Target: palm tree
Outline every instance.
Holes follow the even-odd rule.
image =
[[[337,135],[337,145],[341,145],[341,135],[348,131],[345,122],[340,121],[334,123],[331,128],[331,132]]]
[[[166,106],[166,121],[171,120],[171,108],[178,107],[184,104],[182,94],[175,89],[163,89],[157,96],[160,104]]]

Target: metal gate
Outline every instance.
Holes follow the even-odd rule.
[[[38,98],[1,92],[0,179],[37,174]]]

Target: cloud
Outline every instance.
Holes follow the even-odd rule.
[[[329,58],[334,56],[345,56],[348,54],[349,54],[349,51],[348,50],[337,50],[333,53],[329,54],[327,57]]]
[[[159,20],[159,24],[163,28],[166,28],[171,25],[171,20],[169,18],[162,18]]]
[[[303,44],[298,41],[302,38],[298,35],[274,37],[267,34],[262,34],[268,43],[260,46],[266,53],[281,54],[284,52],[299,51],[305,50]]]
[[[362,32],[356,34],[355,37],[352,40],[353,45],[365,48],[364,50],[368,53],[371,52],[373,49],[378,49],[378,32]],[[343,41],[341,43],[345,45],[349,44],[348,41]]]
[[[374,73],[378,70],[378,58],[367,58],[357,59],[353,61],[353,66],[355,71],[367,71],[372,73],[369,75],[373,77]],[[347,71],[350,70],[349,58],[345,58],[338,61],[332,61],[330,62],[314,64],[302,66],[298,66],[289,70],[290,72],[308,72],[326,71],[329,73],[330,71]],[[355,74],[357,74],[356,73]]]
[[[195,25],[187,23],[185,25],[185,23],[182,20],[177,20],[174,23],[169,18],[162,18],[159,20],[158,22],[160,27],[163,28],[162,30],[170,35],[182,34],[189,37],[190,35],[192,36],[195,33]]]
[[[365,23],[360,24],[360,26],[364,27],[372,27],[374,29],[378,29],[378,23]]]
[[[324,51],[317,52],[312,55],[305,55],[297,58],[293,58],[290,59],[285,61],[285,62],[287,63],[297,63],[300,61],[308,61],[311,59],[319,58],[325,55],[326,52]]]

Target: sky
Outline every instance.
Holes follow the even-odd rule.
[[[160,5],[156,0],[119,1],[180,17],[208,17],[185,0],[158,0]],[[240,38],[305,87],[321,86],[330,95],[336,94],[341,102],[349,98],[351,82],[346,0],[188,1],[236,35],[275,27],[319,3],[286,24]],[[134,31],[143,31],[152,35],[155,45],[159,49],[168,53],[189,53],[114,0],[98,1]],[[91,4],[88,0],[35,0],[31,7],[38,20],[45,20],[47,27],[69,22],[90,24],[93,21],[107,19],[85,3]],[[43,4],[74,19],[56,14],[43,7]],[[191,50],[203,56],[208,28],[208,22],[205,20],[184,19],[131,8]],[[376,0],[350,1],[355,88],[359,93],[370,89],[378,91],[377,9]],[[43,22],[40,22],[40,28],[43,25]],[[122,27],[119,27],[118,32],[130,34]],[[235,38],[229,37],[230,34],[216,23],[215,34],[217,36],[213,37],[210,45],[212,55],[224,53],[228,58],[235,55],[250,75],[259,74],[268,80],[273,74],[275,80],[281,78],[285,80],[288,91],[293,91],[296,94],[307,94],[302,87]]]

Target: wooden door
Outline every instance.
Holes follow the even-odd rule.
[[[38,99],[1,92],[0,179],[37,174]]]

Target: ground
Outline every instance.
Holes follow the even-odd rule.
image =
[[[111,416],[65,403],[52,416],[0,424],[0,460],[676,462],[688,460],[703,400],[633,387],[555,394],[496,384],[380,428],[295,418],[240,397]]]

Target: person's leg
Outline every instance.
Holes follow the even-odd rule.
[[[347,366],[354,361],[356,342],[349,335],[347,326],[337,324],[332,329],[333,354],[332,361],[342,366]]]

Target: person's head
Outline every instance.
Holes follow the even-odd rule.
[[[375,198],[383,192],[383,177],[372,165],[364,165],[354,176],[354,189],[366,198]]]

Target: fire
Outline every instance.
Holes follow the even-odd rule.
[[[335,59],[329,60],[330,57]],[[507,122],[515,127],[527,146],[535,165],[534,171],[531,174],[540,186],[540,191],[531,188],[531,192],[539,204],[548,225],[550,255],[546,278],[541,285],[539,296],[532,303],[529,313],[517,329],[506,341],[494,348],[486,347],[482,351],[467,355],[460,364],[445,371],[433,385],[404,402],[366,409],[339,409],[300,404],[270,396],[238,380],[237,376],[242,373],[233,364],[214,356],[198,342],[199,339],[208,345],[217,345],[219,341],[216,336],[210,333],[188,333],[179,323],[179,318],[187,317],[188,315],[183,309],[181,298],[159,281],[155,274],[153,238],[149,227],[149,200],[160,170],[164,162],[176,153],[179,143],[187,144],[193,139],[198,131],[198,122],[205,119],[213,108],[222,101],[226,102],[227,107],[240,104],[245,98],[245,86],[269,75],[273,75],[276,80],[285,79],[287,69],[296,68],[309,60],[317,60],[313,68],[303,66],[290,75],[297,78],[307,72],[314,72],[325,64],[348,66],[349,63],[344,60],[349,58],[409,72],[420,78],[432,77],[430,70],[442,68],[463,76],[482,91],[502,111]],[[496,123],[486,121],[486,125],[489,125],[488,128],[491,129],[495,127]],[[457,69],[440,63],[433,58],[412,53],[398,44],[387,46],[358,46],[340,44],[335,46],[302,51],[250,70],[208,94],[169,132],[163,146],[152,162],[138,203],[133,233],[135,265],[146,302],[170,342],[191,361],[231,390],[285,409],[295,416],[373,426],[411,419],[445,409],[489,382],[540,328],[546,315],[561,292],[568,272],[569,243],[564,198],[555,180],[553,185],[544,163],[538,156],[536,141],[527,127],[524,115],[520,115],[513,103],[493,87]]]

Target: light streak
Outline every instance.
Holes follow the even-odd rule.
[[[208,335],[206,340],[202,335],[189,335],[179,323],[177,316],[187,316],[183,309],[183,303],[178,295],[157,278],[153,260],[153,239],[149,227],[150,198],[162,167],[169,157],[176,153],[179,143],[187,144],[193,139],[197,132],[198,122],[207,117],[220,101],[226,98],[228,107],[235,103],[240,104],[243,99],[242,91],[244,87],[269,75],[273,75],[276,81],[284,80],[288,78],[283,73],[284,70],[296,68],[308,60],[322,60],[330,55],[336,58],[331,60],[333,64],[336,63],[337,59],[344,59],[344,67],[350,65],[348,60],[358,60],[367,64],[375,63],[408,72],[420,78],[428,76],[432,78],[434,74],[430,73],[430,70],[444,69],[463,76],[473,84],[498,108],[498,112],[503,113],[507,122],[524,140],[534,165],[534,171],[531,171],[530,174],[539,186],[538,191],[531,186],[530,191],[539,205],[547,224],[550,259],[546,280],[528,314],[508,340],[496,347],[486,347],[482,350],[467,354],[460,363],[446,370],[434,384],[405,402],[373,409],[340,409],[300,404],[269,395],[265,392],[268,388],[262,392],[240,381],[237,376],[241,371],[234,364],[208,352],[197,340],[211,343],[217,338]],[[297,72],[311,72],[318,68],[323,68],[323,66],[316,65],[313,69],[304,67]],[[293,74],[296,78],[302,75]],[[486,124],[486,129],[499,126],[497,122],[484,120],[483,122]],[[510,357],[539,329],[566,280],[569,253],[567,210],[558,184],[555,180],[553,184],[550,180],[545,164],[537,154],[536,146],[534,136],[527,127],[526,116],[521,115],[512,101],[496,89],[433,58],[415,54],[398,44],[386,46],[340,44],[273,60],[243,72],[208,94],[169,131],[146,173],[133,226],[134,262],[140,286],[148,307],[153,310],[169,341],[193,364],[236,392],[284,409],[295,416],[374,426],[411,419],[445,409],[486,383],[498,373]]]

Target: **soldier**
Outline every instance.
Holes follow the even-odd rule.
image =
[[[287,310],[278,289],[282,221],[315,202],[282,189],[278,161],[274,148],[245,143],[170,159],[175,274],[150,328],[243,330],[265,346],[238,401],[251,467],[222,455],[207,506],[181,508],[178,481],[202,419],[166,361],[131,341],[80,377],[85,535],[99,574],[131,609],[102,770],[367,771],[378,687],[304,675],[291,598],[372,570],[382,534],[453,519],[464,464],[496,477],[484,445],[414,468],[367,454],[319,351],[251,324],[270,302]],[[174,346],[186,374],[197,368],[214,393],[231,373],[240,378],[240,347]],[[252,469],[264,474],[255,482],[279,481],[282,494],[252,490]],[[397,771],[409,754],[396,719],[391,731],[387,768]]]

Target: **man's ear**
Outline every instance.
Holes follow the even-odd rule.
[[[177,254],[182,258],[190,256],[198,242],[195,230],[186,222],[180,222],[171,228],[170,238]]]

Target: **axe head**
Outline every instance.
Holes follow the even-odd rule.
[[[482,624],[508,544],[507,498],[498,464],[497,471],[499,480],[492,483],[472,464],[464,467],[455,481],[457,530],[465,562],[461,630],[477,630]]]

□ □ □ □

■ **WHAT TO DO**: Revise the rows from the first line through the line with "[[[38,98],[1,92],[0,179],[37,174]]]", replacing "metal gate" with "iron gate" and leaving every other part the same.

■ **WRITTEN REPLY**:
Target: palm tree
Outline every instance.
Holes follow the even-odd rule.
image =
[[[337,135],[337,145],[341,145],[341,135],[348,131],[345,122],[340,121],[334,123],[331,128],[331,132]]]
[[[166,106],[166,121],[171,120],[171,108],[178,107],[184,104],[182,94],[175,89],[163,89],[157,96],[160,104]]]

Target: iron gate
Outline every instance.
Holes follow the even-odd rule.
[[[38,98],[1,92],[0,179],[37,174]]]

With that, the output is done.